- [WHAT TO PRODUCE]:
All that is wanted is the exact lines from the first line of the data below through the line with "box: [72, 5, 404, 49]", both ends included, with pictures omitted.

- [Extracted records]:
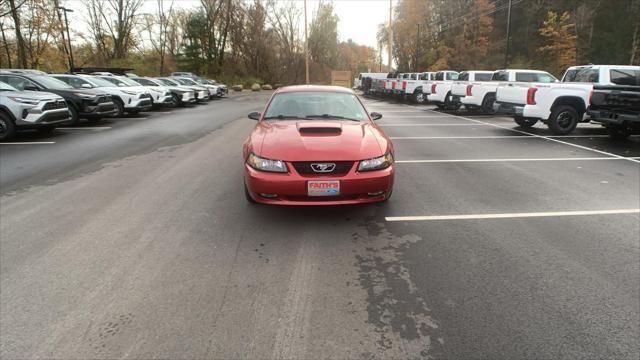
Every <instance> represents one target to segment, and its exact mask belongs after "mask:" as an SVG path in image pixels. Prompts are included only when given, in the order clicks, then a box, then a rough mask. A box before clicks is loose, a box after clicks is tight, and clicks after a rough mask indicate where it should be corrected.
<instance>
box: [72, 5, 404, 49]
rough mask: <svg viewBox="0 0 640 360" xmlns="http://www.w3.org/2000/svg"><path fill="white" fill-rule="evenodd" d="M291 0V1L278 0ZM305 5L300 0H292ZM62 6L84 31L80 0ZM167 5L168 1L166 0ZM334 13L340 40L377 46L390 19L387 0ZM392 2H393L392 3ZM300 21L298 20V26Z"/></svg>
mask: <svg viewBox="0 0 640 360" xmlns="http://www.w3.org/2000/svg"><path fill="white" fill-rule="evenodd" d="M279 1H290V0H279ZM293 1H296V2H298V3H299V6H300V8H302V7H303V6H304V3H303V1H302V0H293ZM60 2H61V3H62V4H64V6H67V7H69V8H71V9H74V13H69V14H68V16H69V25H70V26H69V27H70V28H71V30H72V31H74V30H75V31H79V32H84V30H86V24H85V18H86V10H85V7H84V4H83V2H84V1H83V0H60ZM165 3H166V5H165V6H166V8H168V7H169V4H171V0H165ZM318 3H319V0H308V1H307V20H308V21H309V22H311V17H312V16H313V12H314V10H315V9H316V8H317V7H318ZM333 3H334V5H335V13H336V15H338V17H339V18H340V22H339V23H338V36H339V37H340V40H341V41H346V40H347V39H352V40H353V41H355V42H356V43H358V44H361V45H368V46H371V47H374V48H376V47H377V41H376V31H377V26H378V24H380V23H382V22H388V21H389V0H333ZM199 4H200V0H174V7H180V8H187V9H188V8H195V7H197V6H198V5H199ZM394 5H395V2H394ZM156 9H157V0H145V4H144V5H143V8H142V11H141V12H142V13H155V12H156ZM302 24H303V23H302V22H301V26H303V25H302Z"/></svg>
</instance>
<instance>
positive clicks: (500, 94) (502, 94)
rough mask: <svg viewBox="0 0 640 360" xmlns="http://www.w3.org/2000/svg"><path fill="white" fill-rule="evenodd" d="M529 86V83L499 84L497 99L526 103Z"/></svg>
mask: <svg viewBox="0 0 640 360" xmlns="http://www.w3.org/2000/svg"><path fill="white" fill-rule="evenodd" d="M529 87H530V84H528V83H502V84H500V85H498V90H497V91H496V101H498V102H504V103H509V104H521V105H524V104H526V103H527V91H528V90H529Z"/></svg>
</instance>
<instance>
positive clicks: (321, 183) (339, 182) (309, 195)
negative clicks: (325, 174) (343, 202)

- [ANSWER BOX]:
Every <instance> represents one target to segment, and its exact mask belongs after "mask:" as an SVG path in image pixels. Prompts are included only when given, in the order clicks, then a box, then a rough mask. A box before clicks is loose, a box after clicks is tight, and clicks after a rough mask indicate where it should be corrected.
<instance>
box: [72, 5, 404, 49]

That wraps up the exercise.